━━ DATA RECORDS ━━

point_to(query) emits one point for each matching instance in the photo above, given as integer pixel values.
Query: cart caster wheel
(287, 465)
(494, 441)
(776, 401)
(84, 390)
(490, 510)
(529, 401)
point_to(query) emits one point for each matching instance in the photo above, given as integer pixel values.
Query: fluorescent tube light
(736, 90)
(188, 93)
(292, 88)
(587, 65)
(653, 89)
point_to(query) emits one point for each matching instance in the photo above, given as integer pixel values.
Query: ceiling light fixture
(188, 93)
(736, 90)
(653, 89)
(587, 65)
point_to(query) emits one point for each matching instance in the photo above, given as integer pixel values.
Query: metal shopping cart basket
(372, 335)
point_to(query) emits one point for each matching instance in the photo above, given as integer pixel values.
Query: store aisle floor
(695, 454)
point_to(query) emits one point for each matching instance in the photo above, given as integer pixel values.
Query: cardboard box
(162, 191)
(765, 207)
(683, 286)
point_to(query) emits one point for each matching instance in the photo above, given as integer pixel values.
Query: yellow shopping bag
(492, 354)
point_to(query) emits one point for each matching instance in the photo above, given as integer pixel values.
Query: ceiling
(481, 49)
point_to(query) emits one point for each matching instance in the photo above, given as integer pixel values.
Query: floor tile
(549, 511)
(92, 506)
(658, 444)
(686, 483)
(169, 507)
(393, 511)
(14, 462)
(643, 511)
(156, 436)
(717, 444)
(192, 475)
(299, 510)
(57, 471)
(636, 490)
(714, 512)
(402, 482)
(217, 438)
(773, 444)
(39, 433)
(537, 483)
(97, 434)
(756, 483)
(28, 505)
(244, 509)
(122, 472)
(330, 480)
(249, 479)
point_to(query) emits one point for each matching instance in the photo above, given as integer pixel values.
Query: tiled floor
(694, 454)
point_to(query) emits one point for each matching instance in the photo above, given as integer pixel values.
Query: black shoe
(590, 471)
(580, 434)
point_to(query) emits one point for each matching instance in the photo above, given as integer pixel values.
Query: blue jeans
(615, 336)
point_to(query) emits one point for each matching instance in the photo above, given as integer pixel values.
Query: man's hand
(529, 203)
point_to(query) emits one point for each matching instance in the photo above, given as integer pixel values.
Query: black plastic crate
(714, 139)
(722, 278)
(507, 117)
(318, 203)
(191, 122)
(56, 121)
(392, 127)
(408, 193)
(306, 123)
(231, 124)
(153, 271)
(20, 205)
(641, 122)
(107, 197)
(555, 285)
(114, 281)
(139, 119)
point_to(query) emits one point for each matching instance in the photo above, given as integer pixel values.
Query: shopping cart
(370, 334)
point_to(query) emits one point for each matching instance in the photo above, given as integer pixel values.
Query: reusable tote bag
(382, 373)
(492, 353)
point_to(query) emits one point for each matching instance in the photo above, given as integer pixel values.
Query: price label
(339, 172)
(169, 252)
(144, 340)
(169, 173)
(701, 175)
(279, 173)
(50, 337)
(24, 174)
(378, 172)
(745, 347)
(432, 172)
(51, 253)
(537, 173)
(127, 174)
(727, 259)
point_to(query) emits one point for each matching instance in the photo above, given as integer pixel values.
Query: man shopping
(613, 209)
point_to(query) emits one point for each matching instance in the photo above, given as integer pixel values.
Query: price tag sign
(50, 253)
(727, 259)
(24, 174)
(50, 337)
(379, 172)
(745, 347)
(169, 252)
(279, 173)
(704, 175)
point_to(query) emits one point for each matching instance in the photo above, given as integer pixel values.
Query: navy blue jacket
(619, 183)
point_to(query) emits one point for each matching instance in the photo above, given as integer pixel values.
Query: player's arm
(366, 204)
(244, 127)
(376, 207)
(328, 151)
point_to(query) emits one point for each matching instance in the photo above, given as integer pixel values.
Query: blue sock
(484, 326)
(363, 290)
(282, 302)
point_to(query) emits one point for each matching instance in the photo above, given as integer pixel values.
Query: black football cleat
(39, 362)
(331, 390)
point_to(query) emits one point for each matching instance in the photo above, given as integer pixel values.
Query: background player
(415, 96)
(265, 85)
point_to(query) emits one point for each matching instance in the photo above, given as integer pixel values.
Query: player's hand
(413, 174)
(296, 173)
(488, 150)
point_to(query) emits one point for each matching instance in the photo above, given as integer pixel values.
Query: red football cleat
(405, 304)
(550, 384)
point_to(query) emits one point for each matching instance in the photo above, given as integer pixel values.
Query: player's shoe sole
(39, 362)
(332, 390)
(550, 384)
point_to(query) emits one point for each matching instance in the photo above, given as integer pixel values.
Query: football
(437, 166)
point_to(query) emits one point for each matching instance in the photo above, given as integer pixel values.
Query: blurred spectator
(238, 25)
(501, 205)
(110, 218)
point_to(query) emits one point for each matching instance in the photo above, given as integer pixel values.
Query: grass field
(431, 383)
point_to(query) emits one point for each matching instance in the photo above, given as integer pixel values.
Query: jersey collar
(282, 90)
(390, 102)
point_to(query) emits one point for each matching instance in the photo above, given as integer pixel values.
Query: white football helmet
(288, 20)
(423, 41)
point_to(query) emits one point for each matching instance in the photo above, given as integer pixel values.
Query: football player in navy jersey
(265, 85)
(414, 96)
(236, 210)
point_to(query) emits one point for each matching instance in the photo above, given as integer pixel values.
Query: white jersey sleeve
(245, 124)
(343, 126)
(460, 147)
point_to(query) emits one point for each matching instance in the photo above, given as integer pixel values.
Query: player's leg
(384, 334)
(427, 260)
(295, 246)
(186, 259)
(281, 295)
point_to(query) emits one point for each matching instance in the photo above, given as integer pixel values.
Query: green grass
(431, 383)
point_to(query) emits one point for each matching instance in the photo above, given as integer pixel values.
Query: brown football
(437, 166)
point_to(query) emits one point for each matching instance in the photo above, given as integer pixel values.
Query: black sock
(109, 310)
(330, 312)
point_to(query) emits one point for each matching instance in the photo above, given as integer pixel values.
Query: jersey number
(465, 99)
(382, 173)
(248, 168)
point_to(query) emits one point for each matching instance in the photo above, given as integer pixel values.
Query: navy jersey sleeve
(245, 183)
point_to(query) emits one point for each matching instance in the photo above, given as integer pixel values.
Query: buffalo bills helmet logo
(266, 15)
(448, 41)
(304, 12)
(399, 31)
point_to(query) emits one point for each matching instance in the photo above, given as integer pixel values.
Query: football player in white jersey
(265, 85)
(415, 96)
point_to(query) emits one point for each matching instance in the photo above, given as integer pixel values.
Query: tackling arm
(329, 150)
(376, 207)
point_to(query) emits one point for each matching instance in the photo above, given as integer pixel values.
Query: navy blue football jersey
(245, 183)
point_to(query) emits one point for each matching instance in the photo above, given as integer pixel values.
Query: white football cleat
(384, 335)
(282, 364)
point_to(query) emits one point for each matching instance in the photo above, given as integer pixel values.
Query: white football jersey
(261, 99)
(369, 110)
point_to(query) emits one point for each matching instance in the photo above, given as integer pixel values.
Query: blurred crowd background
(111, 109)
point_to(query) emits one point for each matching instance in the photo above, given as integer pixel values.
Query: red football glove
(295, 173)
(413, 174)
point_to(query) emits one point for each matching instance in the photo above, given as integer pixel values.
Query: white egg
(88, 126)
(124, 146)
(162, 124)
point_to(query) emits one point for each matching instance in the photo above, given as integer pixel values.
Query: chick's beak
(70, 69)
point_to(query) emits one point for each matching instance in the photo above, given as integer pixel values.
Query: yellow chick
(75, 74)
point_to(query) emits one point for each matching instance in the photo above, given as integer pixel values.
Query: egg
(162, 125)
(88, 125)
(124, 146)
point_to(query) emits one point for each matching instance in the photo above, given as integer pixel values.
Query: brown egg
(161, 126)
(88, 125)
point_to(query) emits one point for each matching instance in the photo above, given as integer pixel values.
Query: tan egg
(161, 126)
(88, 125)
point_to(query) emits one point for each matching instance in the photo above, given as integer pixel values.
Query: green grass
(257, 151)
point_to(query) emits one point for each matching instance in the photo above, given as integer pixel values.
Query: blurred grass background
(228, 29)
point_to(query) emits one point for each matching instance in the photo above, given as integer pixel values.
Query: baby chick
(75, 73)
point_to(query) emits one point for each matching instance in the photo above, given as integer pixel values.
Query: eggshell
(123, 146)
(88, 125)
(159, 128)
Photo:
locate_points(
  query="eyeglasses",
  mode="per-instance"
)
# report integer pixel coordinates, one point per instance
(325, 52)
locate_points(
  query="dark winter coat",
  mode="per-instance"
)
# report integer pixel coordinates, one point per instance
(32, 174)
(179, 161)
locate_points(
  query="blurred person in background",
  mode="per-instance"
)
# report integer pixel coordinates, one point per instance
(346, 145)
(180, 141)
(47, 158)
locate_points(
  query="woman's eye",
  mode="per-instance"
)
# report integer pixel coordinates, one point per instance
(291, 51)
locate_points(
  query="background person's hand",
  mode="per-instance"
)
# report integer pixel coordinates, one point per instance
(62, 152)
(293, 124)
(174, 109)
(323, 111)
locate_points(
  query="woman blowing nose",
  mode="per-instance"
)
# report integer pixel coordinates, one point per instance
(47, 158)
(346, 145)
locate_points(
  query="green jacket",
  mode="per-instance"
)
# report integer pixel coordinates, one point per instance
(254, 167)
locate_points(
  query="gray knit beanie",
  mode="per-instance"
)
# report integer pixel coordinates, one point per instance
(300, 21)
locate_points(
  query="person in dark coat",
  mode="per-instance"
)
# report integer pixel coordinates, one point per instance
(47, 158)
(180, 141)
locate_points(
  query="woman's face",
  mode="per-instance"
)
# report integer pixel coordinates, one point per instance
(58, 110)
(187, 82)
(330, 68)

━━━

TASK GOAL → The answer must be every line from the records above that contains the word "dark", copied out.

FINISHED EXERCISE →
  query="dark winter coat",
  query="person in dark coat",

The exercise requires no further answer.